**Instructions to follow**
Pull out each line of the records below that contains the string "instances". Only matches with the same capitalization count.

(Recorded data)
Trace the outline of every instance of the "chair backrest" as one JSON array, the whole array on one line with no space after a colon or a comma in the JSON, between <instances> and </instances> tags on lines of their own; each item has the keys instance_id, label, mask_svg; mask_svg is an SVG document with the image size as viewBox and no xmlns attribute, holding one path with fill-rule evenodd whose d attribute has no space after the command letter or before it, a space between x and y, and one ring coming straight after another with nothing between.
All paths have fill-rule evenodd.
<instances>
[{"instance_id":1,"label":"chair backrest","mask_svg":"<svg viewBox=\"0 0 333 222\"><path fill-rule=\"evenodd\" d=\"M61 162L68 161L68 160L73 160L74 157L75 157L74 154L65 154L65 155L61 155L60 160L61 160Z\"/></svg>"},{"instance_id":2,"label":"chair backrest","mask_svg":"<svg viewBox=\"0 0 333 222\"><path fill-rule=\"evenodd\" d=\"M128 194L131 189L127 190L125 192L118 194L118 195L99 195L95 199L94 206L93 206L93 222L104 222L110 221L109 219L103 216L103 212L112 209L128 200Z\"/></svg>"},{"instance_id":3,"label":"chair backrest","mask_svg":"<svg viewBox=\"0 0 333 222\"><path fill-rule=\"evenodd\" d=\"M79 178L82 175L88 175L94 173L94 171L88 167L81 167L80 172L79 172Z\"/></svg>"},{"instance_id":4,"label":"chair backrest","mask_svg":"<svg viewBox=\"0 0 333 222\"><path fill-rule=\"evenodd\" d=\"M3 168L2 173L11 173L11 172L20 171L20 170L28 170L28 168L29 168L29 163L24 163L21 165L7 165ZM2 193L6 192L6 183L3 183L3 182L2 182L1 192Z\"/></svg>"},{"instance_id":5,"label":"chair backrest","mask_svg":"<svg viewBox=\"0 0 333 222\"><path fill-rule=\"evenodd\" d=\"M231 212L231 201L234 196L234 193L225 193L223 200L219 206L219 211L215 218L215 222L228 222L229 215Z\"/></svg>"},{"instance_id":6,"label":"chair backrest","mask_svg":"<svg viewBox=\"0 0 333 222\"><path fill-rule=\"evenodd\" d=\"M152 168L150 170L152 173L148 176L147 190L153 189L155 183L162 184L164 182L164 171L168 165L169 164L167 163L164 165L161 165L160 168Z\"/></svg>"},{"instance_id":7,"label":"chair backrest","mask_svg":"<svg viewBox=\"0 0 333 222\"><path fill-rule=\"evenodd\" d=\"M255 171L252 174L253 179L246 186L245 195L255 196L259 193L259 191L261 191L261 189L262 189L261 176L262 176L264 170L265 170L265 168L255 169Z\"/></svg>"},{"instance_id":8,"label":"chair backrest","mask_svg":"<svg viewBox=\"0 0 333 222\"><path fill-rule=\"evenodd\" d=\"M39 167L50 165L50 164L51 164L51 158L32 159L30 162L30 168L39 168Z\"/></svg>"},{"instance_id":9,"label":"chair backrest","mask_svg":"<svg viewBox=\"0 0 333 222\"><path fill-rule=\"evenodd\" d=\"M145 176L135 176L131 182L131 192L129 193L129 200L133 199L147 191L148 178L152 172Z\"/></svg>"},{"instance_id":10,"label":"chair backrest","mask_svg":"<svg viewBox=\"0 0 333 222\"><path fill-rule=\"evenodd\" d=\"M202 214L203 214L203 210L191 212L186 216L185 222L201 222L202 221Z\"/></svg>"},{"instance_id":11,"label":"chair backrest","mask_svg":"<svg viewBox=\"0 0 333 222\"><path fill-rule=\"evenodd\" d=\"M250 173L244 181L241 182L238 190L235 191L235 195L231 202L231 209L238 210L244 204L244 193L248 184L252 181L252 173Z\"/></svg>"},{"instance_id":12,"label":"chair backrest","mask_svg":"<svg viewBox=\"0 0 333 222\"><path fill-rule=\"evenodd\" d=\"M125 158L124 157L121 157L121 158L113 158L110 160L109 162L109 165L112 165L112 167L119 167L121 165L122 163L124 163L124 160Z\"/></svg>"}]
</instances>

**Written answer**
Trace the outline of every instance of the "chair backrest" as one JSON array, the whole array on one line with no space after a colon or a comma in the JSON, between <instances> and </instances> tags on lines of their own; each item has the keys instance_id, label, mask_svg; mask_svg is an SVG document with the image size as viewBox and no xmlns attribute, holding one path with fill-rule evenodd whose d attribute has no space after the command letter or before it, a space between x and y, and one ring coming straight after another with nothing between.
<instances>
</instances>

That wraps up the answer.